■ **Brief**:
Rewrite the lines below, replacing each occurrence of "thickest part" with "widest part" and leaving everything else unchanged.

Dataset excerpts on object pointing
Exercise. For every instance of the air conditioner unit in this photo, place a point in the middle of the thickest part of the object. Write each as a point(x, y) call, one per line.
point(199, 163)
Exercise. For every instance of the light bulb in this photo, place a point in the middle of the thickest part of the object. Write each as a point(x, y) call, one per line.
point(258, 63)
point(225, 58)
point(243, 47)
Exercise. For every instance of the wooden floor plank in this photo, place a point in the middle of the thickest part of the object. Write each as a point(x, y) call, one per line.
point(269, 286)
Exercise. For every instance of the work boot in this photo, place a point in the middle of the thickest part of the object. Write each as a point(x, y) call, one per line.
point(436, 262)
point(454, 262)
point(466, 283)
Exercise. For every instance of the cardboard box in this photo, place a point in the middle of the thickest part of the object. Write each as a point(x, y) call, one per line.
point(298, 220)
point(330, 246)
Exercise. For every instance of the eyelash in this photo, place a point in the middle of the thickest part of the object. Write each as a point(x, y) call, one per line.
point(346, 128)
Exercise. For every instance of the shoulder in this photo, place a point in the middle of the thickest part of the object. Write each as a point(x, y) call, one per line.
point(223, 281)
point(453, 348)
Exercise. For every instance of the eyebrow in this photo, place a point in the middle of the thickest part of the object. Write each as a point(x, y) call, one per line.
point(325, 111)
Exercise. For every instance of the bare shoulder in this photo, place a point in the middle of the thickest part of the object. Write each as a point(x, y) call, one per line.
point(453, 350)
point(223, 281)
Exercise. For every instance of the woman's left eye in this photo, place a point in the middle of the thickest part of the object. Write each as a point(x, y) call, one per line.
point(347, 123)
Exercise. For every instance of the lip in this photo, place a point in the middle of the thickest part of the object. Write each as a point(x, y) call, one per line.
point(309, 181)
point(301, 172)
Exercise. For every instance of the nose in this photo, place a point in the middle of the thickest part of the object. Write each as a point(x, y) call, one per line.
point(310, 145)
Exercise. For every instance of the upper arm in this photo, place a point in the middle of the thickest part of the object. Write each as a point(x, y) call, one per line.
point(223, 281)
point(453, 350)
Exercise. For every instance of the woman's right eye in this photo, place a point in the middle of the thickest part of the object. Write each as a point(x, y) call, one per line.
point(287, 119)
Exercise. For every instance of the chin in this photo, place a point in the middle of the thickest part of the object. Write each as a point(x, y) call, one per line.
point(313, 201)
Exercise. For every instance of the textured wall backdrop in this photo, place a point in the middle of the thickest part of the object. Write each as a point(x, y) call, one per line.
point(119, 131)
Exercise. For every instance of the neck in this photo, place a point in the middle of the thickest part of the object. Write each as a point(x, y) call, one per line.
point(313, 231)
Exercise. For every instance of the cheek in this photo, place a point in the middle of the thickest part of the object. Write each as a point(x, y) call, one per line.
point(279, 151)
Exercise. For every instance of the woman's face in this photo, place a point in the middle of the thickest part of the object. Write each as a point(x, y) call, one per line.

■ **Answer to this exercise**:
Exercise. For every instance of the air conditioner unit in this photo, place a point in the middle of the widest part of the object. Write each as a point(x, y) call, one per line.
point(199, 163)
Exercise. For every instance of the light bulb in this photo, place a point in the middle of the widest part of the object. Write each as a point(x, y) call, one per line.
point(258, 63)
point(225, 58)
point(243, 47)
Exercise. For every instance of the wooden floor plank in this photo, place a point in the middle of the widest part of the object. Write each as a point(x, y) call, one per line.
point(269, 286)
Exercise. For every instance of the work boot in this photo, place a point in the middle of the widest part of the object. Write each as a point(x, y) call, one per line.
point(436, 262)
point(454, 262)
point(466, 283)
Exercise. For every instance of the cardboard box in this photo, place a point in the middle of the widest part of the object. Write each as a point(x, y) call, one per line.
point(298, 220)
point(330, 246)
Exercise. For every instance of the eyelash in this photo, place a point in the middle of the widest part of the object. Write each as a point(x, y) call, one per line.
point(346, 128)
Exercise. For every instance of the shoulder in this photo, place a point in the middle of the widest part of the object. Write each as a point(x, y) call, one per line.
point(223, 281)
point(453, 348)
Exercise. For every instance of the eyebrow in this photo, place a point in the middle of the widest part of the object. Write each as a point(x, y) call, one per line.
point(325, 111)
Exercise. For every instance of the bare shoulder in this photo, place a point in the middle of the widest part of the object. Write each as a point(x, y) call, one per line.
point(453, 350)
point(223, 281)
Exercise. For every instance of the woman's left eye in this photo, place a point in the middle of the widest part of the object. Write each as a point(x, y) call, one per line.
point(347, 123)
Exercise. For every instance of the lip in this photo, place a point in the middle of the widest part of the object. Write each as a point(x, y) call, one per line.
point(309, 181)
point(301, 172)
Exercise. For every instance of the nose in this photo, place a point in the middle of the widest part of the object. Write each as a point(x, y) call, one per line.
point(310, 145)
Exercise. For every instance of the upper arm in this photo, place a point in the middle of the widest part of the object. Write each as a point(x, y) call, one per line.
point(223, 281)
point(453, 350)
Exercise. For every instance of the woman's right eye in this photo, place a point in the middle of the widest part of the object. Write each as a point(x, y) call, one per line.
point(287, 119)
Exercise. For every instance of the chin in this photo, place a point in the middle of the widest part of the object. Write each as a point(x, y) call, one per line.
point(313, 201)
Exercise. For every instance of the textured wall backdrop in this photo, place a point in the middle of the widest part of the object. Write each as a point(x, y) call, one per line.
point(119, 131)
Exercise. For every instance of the neck in this photo, place a point in the middle of the widest part of the object. Write each as a point(x, y) call, one per line.
point(313, 231)
Exercise. For every instance of the cheek in this photo, place a point in the middle of the widest part of the object. Write each as a point(x, y) call, one per line.
point(279, 151)
Exercise. For every instance of the woman's face in this photo, place a point in the middle of the widest part of the object. Write each as a point(x, y) call, one per line.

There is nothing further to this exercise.